--- Directions for this task ---
What you return must match, exactly, the lines running from the one containing "GET /detect?q=pedestrian walking" to the end of the data, both included, and must contain no pictures.

--- Record extracts ---
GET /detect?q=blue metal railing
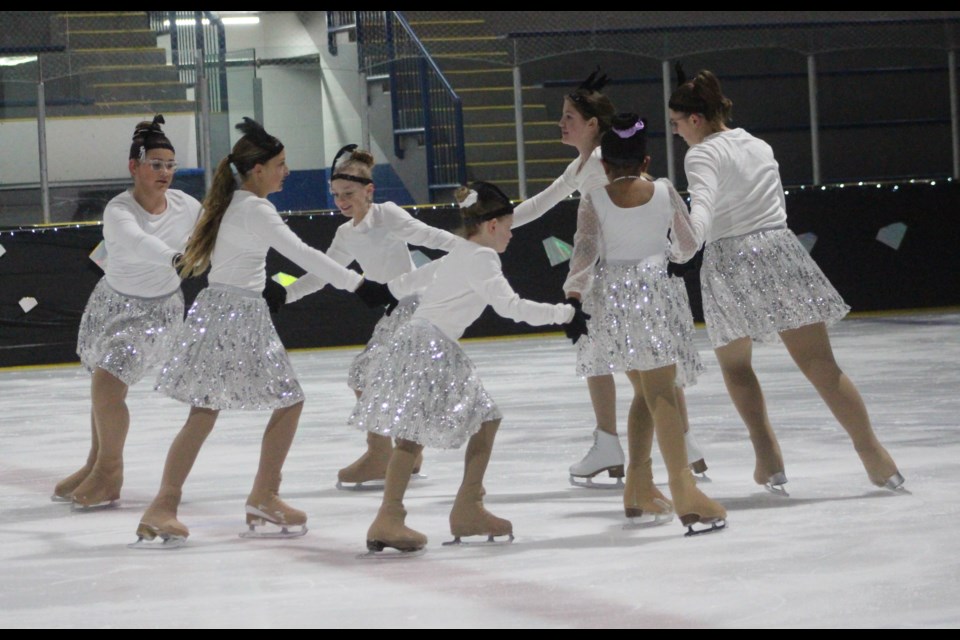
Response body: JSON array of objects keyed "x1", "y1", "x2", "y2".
[
  {"x1": 149, "y1": 11, "x2": 228, "y2": 112},
  {"x1": 326, "y1": 11, "x2": 356, "y2": 56},
  {"x1": 336, "y1": 11, "x2": 467, "y2": 200}
]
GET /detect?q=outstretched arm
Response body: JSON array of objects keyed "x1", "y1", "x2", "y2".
[
  {"x1": 381, "y1": 202, "x2": 460, "y2": 252},
  {"x1": 469, "y1": 249, "x2": 574, "y2": 327},
  {"x1": 246, "y1": 204, "x2": 362, "y2": 292},
  {"x1": 283, "y1": 233, "x2": 355, "y2": 303}
]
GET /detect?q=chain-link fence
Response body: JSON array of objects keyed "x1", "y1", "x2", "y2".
[
  {"x1": 393, "y1": 11, "x2": 960, "y2": 197},
  {"x1": 3, "y1": 12, "x2": 959, "y2": 225}
]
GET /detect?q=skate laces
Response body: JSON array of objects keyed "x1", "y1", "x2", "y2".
[{"x1": 584, "y1": 431, "x2": 601, "y2": 456}]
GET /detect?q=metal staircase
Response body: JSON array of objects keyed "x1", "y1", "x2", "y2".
[
  {"x1": 400, "y1": 11, "x2": 571, "y2": 200},
  {"x1": 1, "y1": 12, "x2": 195, "y2": 118}
]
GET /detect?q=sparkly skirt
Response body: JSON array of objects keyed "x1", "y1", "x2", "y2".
[
  {"x1": 155, "y1": 284, "x2": 305, "y2": 410},
  {"x1": 76, "y1": 279, "x2": 184, "y2": 386},
  {"x1": 701, "y1": 228, "x2": 851, "y2": 348},
  {"x1": 576, "y1": 259, "x2": 703, "y2": 387},
  {"x1": 347, "y1": 318, "x2": 502, "y2": 449},
  {"x1": 347, "y1": 296, "x2": 419, "y2": 392}
]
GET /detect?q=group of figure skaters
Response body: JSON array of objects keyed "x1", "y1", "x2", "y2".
[{"x1": 51, "y1": 66, "x2": 906, "y2": 555}]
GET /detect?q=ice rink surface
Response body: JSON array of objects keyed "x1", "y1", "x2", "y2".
[{"x1": 2, "y1": 309, "x2": 958, "y2": 628}]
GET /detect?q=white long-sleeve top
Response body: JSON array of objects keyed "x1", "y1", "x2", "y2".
[
  {"x1": 564, "y1": 178, "x2": 700, "y2": 296},
  {"x1": 102, "y1": 188, "x2": 201, "y2": 297},
  {"x1": 284, "y1": 201, "x2": 460, "y2": 304},
  {"x1": 684, "y1": 128, "x2": 788, "y2": 247},
  {"x1": 207, "y1": 190, "x2": 362, "y2": 293},
  {"x1": 387, "y1": 236, "x2": 575, "y2": 341},
  {"x1": 512, "y1": 147, "x2": 607, "y2": 228}
]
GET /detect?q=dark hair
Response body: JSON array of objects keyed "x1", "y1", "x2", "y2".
[
  {"x1": 600, "y1": 113, "x2": 648, "y2": 168},
  {"x1": 668, "y1": 67, "x2": 733, "y2": 126},
  {"x1": 129, "y1": 114, "x2": 174, "y2": 160},
  {"x1": 454, "y1": 181, "x2": 514, "y2": 238},
  {"x1": 178, "y1": 117, "x2": 284, "y2": 278},
  {"x1": 566, "y1": 69, "x2": 616, "y2": 135}
]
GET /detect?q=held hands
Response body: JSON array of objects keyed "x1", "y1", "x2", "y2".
[
  {"x1": 262, "y1": 277, "x2": 287, "y2": 314},
  {"x1": 355, "y1": 279, "x2": 399, "y2": 316},
  {"x1": 563, "y1": 297, "x2": 590, "y2": 345}
]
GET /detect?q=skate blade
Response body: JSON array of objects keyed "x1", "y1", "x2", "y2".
[
  {"x1": 70, "y1": 498, "x2": 119, "y2": 512},
  {"x1": 693, "y1": 473, "x2": 712, "y2": 483},
  {"x1": 50, "y1": 494, "x2": 72, "y2": 504},
  {"x1": 623, "y1": 507, "x2": 674, "y2": 530},
  {"x1": 336, "y1": 472, "x2": 427, "y2": 492},
  {"x1": 763, "y1": 483, "x2": 789, "y2": 497},
  {"x1": 240, "y1": 523, "x2": 308, "y2": 539},
  {"x1": 127, "y1": 535, "x2": 187, "y2": 550},
  {"x1": 336, "y1": 479, "x2": 385, "y2": 491},
  {"x1": 569, "y1": 475, "x2": 625, "y2": 490},
  {"x1": 357, "y1": 547, "x2": 426, "y2": 560},
  {"x1": 763, "y1": 472, "x2": 789, "y2": 497},
  {"x1": 683, "y1": 519, "x2": 727, "y2": 537},
  {"x1": 880, "y1": 472, "x2": 906, "y2": 492},
  {"x1": 442, "y1": 533, "x2": 514, "y2": 546}
]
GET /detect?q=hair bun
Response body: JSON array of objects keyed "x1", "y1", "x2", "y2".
[
  {"x1": 455, "y1": 186, "x2": 478, "y2": 208},
  {"x1": 610, "y1": 112, "x2": 645, "y2": 139}
]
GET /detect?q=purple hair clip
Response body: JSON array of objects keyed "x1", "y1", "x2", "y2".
[{"x1": 613, "y1": 120, "x2": 645, "y2": 139}]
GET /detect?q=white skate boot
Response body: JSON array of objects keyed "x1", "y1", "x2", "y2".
[{"x1": 569, "y1": 429, "x2": 625, "y2": 489}]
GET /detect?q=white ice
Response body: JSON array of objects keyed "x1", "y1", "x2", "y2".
[{"x1": 1, "y1": 310, "x2": 959, "y2": 628}]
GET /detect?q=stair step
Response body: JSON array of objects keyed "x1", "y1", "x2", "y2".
[
  {"x1": 454, "y1": 86, "x2": 542, "y2": 107},
  {"x1": 79, "y1": 65, "x2": 183, "y2": 84},
  {"x1": 56, "y1": 12, "x2": 149, "y2": 32},
  {"x1": 91, "y1": 82, "x2": 187, "y2": 102},
  {"x1": 443, "y1": 68, "x2": 513, "y2": 89},
  {"x1": 433, "y1": 51, "x2": 510, "y2": 60},
  {"x1": 465, "y1": 123, "x2": 559, "y2": 143},
  {"x1": 4, "y1": 99, "x2": 195, "y2": 119},
  {"x1": 406, "y1": 18, "x2": 486, "y2": 25},
  {"x1": 65, "y1": 30, "x2": 157, "y2": 50},
  {"x1": 463, "y1": 103, "x2": 546, "y2": 125},
  {"x1": 421, "y1": 35, "x2": 501, "y2": 44},
  {"x1": 45, "y1": 48, "x2": 168, "y2": 70}
]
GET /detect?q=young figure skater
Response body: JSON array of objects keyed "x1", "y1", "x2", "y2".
[
  {"x1": 348, "y1": 181, "x2": 590, "y2": 554},
  {"x1": 54, "y1": 115, "x2": 201, "y2": 510},
  {"x1": 668, "y1": 68, "x2": 904, "y2": 493},
  {"x1": 564, "y1": 113, "x2": 725, "y2": 534},
  {"x1": 514, "y1": 69, "x2": 708, "y2": 487},
  {"x1": 283, "y1": 145, "x2": 460, "y2": 490},
  {"x1": 132, "y1": 118, "x2": 391, "y2": 547}
]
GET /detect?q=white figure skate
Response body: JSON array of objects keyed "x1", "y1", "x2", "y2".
[{"x1": 569, "y1": 429, "x2": 625, "y2": 489}]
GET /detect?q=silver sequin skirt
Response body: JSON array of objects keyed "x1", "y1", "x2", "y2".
[
  {"x1": 347, "y1": 296, "x2": 419, "y2": 392},
  {"x1": 347, "y1": 318, "x2": 502, "y2": 449},
  {"x1": 701, "y1": 228, "x2": 851, "y2": 348},
  {"x1": 155, "y1": 284, "x2": 305, "y2": 410},
  {"x1": 576, "y1": 259, "x2": 704, "y2": 387},
  {"x1": 76, "y1": 279, "x2": 184, "y2": 386}
]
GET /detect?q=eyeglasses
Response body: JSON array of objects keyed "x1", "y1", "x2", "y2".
[{"x1": 142, "y1": 159, "x2": 178, "y2": 172}]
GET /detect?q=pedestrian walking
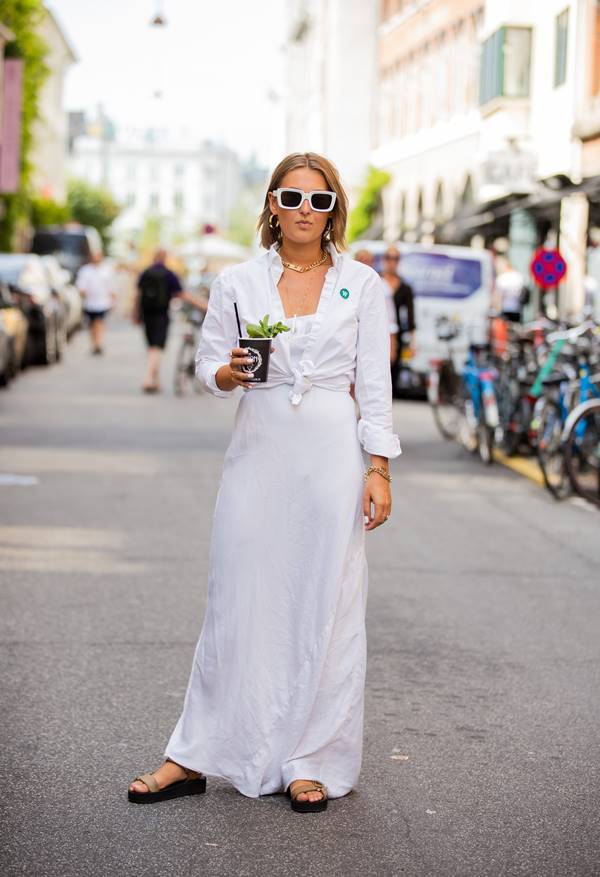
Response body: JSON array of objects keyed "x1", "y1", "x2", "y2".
[
  {"x1": 75, "y1": 252, "x2": 115, "y2": 355},
  {"x1": 381, "y1": 247, "x2": 415, "y2": 398},
  {"x1": 134, "y1": 248, "x2": 203, "y2": 393},
  {"x1": 494, "y1": 257, "x2": 526, "y2": 323},
  {"x1": 128, "y1": 152, "x2": 401, "y2": 812}
]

--- Output of the exercise ---
GET /detect?q=pedestrian walking
Response body: JSON array of objects keyed "x1", "y1", "x2", "y2".
[
  {"x1": 75, "y1": 252, "x2": 115, "y2": 355},
  {"x1": 381, "y1": 247, "x2": 415, "y2": 398},
  {"x1": 134, "y1": 248, "x2": 203, "y2": 393},
  {"x1": 494, "y1": 257, "x2": 526, "y2": 323},
  {"x1": 128, "y1": 152, "x2": 401, "y2": 812}
]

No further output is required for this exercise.